:: SET EXERCISE ::
Only the lines from the one containing "I would be grateful if you could tag the blue sky" to the end of the entries should be written out, each exactly as it stands, both ends included.

:: SUPPLIED DATA ::
# # # #

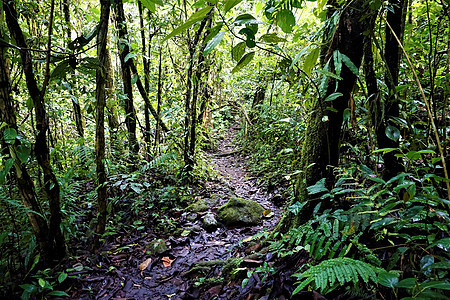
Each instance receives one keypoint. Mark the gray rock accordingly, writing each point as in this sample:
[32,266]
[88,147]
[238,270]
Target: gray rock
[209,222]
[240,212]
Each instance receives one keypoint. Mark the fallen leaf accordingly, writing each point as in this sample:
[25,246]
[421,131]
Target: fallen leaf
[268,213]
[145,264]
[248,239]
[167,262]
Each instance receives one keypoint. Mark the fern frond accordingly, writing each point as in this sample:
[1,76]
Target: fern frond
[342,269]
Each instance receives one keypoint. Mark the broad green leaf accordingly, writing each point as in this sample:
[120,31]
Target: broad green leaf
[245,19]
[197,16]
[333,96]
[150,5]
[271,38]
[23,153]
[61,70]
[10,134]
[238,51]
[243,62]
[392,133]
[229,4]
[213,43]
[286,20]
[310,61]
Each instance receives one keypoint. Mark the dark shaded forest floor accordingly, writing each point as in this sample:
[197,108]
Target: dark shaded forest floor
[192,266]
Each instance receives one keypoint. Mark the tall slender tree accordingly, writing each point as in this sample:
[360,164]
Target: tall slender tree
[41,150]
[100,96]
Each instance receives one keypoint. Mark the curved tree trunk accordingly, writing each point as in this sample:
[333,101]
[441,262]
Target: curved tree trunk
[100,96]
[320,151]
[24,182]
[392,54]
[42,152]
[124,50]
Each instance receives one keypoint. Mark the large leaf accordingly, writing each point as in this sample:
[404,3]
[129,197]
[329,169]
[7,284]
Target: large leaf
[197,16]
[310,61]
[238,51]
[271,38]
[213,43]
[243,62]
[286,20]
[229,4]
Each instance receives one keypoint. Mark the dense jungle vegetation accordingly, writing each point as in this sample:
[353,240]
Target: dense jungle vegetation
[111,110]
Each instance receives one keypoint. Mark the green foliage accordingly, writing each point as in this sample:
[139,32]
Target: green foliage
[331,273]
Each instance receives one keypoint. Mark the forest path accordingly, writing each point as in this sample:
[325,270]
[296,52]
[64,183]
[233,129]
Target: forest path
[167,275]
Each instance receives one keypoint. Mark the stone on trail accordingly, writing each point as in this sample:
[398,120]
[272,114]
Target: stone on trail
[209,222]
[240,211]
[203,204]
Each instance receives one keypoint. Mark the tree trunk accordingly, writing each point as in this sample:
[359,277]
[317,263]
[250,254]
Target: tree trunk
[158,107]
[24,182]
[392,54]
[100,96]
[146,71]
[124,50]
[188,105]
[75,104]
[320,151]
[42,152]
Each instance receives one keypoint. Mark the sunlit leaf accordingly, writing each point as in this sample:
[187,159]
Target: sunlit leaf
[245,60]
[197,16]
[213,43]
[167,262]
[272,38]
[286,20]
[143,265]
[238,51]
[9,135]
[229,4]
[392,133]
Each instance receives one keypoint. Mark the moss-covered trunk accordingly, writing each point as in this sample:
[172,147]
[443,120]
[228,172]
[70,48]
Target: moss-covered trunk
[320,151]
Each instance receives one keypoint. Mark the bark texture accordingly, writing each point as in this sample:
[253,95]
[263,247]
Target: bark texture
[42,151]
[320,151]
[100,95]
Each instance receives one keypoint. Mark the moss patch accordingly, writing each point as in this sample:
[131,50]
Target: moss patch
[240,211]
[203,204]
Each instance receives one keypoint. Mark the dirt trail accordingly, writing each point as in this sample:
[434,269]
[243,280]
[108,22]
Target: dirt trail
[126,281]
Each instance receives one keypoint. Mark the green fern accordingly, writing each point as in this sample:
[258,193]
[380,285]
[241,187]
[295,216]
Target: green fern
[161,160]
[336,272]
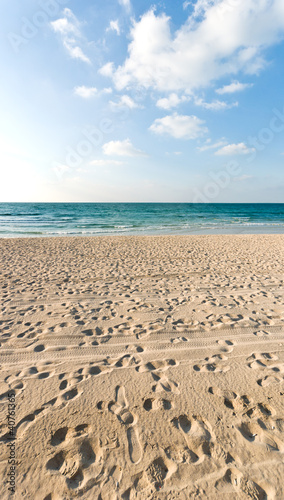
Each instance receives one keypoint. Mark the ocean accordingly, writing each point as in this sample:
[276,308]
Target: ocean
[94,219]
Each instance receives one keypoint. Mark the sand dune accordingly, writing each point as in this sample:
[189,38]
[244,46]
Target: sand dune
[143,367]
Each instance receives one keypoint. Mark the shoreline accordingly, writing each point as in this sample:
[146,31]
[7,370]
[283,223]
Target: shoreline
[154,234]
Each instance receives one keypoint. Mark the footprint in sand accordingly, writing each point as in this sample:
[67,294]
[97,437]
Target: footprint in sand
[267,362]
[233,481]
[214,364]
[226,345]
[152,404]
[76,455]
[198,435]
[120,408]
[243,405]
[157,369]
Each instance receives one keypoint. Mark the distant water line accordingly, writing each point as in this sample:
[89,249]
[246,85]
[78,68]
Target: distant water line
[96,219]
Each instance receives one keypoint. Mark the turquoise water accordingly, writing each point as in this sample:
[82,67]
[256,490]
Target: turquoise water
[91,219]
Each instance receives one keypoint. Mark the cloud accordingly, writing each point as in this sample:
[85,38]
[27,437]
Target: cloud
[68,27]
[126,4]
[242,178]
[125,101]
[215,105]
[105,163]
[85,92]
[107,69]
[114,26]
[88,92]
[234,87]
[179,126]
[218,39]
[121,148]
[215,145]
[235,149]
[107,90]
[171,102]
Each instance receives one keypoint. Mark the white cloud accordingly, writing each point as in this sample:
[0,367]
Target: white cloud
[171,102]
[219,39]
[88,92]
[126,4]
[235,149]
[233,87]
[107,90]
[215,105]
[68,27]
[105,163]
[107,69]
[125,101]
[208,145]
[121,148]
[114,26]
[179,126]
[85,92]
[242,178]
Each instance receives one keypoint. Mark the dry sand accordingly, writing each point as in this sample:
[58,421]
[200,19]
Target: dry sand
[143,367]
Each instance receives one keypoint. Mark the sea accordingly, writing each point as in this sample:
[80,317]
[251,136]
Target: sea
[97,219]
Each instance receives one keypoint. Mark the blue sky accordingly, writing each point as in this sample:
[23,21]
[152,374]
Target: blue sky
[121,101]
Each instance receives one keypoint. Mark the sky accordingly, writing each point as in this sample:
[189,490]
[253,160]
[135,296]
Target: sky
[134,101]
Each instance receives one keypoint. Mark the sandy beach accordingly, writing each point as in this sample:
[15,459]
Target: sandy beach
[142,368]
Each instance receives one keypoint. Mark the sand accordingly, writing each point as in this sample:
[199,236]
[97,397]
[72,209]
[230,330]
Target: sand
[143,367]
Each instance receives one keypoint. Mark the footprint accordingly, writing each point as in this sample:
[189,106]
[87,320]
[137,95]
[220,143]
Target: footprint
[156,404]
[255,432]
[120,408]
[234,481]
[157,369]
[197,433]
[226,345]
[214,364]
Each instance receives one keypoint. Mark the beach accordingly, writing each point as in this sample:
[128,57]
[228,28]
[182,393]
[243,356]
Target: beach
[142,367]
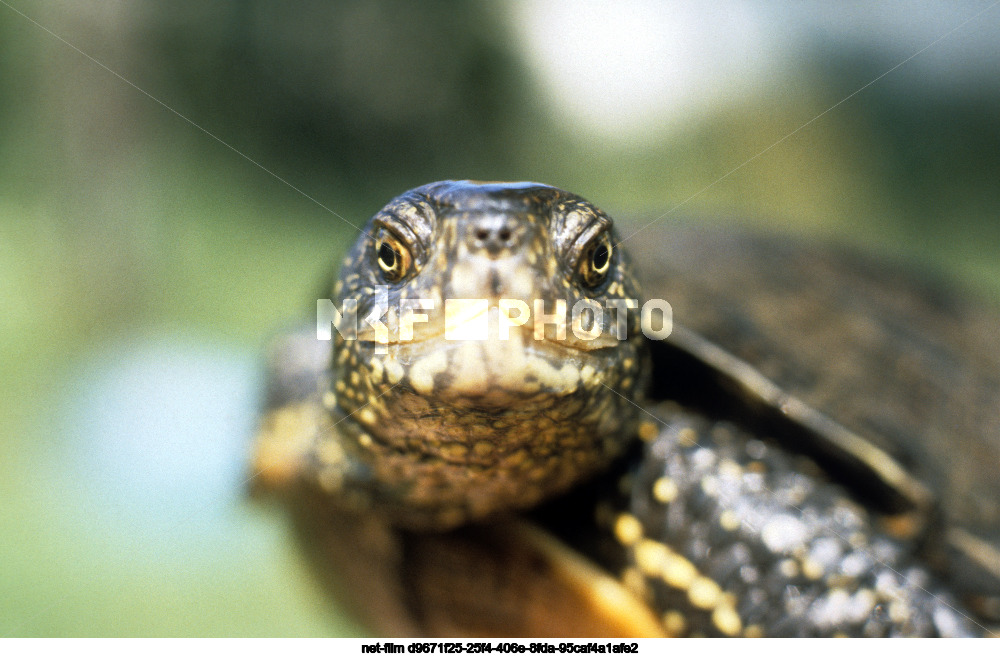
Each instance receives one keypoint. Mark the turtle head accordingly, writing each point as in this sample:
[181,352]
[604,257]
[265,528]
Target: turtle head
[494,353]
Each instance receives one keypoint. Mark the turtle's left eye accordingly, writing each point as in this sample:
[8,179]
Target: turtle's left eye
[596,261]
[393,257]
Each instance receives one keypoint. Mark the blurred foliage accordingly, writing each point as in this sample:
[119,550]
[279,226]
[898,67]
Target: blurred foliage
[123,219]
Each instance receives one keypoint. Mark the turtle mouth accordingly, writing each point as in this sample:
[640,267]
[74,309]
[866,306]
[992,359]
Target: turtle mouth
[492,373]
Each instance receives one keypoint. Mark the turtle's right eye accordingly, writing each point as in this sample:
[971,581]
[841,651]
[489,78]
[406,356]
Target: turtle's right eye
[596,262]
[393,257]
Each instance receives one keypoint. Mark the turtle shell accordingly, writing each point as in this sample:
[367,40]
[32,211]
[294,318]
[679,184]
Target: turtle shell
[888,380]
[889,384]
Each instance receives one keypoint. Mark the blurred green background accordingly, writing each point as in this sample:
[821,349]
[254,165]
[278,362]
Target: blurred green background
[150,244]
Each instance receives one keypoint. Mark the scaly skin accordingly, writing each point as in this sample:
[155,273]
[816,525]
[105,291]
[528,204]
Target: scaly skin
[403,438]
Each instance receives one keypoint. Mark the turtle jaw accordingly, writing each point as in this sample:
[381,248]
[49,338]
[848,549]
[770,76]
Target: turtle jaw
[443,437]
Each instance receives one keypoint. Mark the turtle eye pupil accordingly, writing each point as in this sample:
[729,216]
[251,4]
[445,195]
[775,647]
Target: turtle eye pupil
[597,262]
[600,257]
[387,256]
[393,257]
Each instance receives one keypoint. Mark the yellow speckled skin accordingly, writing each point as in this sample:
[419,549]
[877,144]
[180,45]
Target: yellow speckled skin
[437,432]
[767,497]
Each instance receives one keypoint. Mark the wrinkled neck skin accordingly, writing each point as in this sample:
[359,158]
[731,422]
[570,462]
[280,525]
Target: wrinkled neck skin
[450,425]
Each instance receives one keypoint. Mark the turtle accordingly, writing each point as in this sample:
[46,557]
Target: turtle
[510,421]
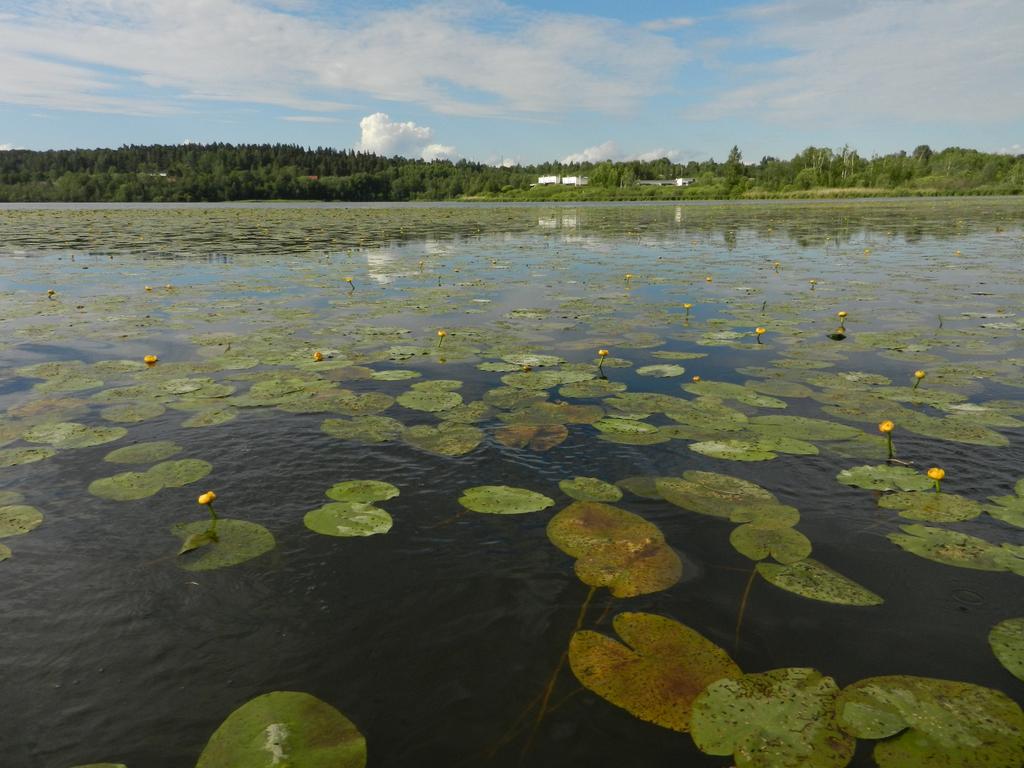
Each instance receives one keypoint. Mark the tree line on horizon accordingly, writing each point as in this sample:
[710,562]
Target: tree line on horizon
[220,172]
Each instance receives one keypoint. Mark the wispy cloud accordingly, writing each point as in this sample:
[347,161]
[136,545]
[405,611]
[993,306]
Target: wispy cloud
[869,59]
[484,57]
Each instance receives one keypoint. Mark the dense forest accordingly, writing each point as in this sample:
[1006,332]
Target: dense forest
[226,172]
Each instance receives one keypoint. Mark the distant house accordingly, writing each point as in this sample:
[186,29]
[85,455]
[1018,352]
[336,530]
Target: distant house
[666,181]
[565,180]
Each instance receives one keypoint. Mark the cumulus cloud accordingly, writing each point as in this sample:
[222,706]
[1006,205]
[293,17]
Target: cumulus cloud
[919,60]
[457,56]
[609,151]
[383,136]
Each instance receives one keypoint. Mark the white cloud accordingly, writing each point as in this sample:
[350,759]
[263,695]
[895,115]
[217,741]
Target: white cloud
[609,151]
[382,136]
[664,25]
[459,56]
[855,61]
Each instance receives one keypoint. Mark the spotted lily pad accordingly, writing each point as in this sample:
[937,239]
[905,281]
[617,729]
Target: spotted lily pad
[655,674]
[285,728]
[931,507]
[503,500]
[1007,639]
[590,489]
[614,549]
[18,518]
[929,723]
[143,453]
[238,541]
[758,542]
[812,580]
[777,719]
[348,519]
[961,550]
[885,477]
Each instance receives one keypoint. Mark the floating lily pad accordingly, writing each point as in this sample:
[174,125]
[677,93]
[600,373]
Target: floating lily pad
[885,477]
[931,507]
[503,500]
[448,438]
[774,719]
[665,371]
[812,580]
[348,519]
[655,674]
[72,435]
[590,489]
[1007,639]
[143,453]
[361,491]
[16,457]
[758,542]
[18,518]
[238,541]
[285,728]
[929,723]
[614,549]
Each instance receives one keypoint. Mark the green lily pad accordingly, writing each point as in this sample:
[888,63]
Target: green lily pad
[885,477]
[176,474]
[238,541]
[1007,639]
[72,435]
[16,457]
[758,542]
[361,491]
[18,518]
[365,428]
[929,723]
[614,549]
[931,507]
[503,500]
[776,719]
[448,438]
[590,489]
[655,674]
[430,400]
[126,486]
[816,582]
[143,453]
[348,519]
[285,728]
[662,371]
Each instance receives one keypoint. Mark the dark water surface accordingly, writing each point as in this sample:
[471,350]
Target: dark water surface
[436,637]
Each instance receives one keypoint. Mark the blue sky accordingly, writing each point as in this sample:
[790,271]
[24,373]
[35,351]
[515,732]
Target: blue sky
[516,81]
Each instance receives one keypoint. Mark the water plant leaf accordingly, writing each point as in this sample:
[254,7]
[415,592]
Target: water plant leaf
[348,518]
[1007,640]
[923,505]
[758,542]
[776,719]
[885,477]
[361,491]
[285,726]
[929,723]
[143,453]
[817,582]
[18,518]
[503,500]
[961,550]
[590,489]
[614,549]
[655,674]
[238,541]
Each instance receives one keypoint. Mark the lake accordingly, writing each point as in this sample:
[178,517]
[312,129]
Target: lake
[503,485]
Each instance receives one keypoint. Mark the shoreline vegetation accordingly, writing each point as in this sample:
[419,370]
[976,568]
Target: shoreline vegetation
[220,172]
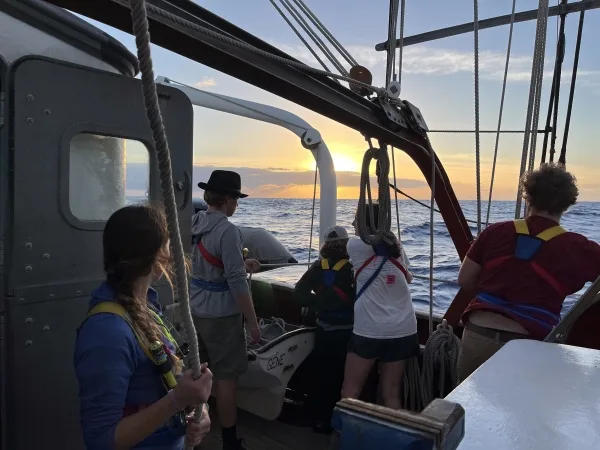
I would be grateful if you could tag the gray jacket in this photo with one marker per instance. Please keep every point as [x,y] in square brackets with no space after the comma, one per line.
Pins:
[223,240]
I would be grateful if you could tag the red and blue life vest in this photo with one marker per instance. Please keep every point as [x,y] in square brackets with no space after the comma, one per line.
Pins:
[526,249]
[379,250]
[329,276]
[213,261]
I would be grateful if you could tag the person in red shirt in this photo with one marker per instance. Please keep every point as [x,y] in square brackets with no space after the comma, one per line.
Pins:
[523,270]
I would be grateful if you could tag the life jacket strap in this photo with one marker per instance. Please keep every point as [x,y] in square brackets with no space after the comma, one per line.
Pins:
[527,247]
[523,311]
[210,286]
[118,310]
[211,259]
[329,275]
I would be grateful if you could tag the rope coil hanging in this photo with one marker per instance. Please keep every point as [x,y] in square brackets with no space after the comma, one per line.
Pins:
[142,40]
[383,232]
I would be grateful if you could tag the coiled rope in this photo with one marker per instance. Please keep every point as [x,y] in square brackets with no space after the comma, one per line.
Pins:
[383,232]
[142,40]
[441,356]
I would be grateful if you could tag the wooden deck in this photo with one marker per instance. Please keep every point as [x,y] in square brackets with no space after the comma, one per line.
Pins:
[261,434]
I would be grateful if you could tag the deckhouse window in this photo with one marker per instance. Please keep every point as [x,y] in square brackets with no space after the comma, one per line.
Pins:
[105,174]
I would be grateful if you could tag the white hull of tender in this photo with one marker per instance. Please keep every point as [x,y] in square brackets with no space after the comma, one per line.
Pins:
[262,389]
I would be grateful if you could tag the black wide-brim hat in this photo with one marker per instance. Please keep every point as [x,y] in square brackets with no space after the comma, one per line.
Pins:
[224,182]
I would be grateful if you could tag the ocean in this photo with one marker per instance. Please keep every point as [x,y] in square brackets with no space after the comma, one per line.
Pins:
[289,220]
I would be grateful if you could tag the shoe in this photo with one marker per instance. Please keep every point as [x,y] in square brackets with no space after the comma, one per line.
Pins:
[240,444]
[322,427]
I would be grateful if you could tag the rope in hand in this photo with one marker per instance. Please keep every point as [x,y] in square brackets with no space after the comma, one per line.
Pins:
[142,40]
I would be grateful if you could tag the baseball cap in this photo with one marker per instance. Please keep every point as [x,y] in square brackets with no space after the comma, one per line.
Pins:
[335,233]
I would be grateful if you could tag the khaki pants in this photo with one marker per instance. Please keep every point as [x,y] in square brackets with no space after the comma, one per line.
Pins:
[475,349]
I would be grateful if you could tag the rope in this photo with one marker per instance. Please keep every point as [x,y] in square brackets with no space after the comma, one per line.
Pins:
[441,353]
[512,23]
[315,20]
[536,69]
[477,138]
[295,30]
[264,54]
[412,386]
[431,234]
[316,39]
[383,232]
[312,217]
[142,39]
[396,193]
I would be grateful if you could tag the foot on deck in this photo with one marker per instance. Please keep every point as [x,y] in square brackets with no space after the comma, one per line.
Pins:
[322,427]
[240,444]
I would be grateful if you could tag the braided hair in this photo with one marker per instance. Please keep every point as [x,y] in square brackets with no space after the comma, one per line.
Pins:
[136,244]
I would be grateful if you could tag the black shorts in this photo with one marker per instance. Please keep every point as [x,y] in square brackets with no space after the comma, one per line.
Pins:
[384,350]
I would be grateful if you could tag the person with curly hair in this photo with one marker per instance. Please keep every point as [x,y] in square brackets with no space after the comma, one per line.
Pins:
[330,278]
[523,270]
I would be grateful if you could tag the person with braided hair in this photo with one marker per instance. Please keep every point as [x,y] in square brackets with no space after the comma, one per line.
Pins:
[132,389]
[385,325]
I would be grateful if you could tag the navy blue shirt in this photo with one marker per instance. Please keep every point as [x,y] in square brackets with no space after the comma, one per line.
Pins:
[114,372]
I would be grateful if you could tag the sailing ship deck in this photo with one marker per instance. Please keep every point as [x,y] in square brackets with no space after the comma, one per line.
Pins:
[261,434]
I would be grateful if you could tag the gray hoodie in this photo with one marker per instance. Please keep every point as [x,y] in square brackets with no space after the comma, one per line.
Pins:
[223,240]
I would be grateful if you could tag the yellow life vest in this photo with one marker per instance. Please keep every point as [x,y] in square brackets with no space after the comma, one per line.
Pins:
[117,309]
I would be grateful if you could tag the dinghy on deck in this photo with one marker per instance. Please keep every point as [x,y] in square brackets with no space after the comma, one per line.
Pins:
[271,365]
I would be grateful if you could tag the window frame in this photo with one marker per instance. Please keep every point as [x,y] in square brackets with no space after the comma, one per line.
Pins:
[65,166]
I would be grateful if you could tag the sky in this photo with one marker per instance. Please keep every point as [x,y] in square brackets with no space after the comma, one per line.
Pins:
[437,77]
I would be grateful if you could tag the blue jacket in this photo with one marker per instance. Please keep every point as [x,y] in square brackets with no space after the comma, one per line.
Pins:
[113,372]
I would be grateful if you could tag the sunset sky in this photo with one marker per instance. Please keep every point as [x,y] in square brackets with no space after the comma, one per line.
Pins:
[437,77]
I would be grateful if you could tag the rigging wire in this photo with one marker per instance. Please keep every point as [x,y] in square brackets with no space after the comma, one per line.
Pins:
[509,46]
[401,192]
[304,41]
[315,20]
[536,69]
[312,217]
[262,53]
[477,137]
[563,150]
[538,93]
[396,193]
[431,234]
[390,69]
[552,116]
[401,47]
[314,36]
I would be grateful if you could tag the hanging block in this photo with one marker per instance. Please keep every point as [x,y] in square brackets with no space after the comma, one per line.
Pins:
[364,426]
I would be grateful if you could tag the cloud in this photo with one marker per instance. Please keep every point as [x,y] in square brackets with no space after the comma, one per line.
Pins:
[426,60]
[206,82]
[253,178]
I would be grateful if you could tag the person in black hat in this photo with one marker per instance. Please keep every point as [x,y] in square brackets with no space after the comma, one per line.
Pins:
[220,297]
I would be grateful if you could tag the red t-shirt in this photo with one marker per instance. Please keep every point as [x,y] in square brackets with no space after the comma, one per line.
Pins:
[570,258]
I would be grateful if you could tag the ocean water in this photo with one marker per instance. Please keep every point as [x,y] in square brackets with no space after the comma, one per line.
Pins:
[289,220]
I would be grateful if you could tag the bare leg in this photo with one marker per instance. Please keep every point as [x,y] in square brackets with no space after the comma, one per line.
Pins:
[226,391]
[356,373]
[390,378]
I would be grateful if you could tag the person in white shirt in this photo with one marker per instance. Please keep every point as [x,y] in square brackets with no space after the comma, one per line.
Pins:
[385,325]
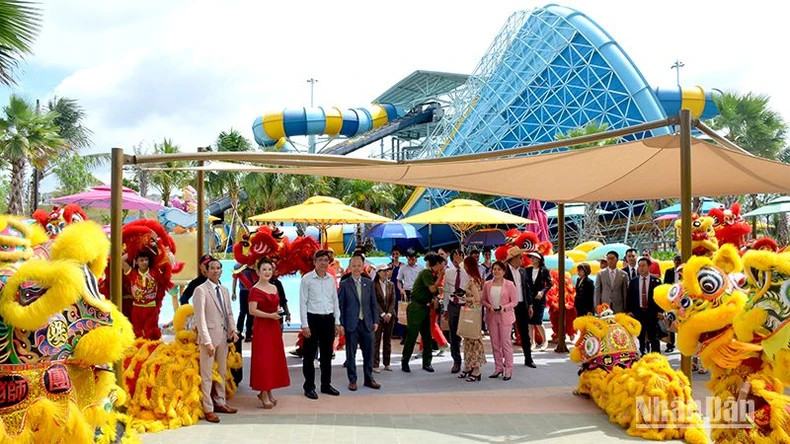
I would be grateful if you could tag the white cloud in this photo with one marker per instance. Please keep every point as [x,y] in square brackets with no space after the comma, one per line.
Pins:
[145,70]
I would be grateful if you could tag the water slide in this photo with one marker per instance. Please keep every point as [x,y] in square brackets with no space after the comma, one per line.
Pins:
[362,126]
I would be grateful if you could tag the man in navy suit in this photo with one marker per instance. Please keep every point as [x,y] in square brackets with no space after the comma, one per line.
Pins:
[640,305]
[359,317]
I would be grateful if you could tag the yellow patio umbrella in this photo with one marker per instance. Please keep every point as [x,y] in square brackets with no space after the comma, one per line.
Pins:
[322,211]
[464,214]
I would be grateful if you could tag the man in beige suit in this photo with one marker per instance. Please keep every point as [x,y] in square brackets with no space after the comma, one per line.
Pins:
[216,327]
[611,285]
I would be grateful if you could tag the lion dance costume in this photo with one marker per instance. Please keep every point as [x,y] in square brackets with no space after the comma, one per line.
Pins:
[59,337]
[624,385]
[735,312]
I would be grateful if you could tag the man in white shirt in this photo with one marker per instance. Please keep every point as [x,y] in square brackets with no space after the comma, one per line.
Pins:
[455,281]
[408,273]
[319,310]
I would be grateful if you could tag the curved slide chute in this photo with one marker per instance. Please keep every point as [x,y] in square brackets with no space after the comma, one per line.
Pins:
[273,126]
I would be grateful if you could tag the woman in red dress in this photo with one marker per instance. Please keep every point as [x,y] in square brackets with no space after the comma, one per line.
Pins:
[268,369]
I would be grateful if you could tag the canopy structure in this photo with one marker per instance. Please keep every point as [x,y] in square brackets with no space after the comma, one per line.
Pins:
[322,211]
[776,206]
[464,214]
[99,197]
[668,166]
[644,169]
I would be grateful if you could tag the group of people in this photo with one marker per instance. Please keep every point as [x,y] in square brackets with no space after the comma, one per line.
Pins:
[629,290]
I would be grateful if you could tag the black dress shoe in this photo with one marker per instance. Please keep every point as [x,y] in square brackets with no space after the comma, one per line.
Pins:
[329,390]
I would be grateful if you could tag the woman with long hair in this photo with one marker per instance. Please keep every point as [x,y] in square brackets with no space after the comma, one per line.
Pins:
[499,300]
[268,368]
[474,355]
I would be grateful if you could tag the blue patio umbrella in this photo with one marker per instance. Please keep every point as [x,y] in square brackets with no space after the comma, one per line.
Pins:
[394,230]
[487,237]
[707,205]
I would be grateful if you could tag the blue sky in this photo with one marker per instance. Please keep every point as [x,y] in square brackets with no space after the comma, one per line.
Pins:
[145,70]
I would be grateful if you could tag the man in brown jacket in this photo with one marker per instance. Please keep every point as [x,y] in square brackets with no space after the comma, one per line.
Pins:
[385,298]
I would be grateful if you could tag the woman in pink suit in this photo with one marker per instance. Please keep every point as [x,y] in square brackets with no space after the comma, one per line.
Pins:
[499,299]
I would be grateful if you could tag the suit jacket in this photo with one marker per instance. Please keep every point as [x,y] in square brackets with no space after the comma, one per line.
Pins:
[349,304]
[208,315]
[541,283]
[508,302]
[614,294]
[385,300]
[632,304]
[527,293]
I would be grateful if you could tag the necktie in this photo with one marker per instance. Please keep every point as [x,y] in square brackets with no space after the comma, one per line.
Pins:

# # # #

:: COMPLETED EXERCISE ::
I would be grateful if you could tag the blue sky in this photo with one marker per instance. Please keep every point as [x,y] in square brackets with no space after the comma, one per line.
Pins:
[145,70]
I would be grateful if you could tag the man in brown jacket in this photo with one marker per instance. Please keep every point as [x,y] in square brackets with no space after the comma, one per line.
Pins:
[385,298]
I would be grateful if you could tag the woman in pink suit in this photo with one marker per instance. Please keep every point as [x,y] in square brackets with no space after the comma, one per line.
Pins:
[499,299]
I would be grateful if you could tag the suit jacket in this photo with one marker per instance. Please keep every point as [x,y] in square brackets with no space after the comma, one per line.
Pins:
[349,304]
[208,315]
[541,283]
[508,302]
[614,294]
[385,300]
[632,304]
[527,293]
I would be grateful if you could tag the necktie in this photo with one marker per instance. Please keep every point as [x,y] in square brackets with no space after the comma, one per line.
Pins:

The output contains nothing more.